* What is required:
Report back each line of the data that contains the word "below".

Collected data entries:
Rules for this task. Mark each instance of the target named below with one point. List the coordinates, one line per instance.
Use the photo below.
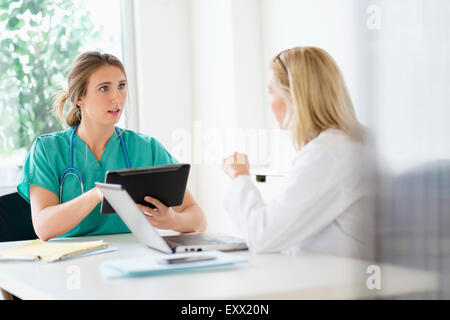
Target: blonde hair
(315, 93)
(77, 80)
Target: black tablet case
(166, 183)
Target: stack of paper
(156, 265)
(50, 251)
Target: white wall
(413, 114)
(202, 73)
(163, 72)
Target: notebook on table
(129, 212)
(38, 250)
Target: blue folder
(148, 266)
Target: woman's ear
(80, 102)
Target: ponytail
(82, 68)
(73, 117)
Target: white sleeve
(309, 201)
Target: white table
(265, 276)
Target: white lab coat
(326, 204)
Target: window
(38, 42)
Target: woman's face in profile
(277, 103)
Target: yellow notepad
(50, 251)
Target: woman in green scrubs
(97, 92)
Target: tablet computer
(166, 183)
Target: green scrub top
(49, 157)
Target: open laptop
(144, 231)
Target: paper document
(156, 265)
(51, 251)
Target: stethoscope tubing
(72, 170)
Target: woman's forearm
(59, 219)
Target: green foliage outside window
(39, 39)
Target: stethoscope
(72, 170)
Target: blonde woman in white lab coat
(325, 205)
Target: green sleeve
(37, 170)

* Task answer:
Rules for this task. Mark each instance of the target named below with one point. List the coordinates, one line per instance.
Use the photo below.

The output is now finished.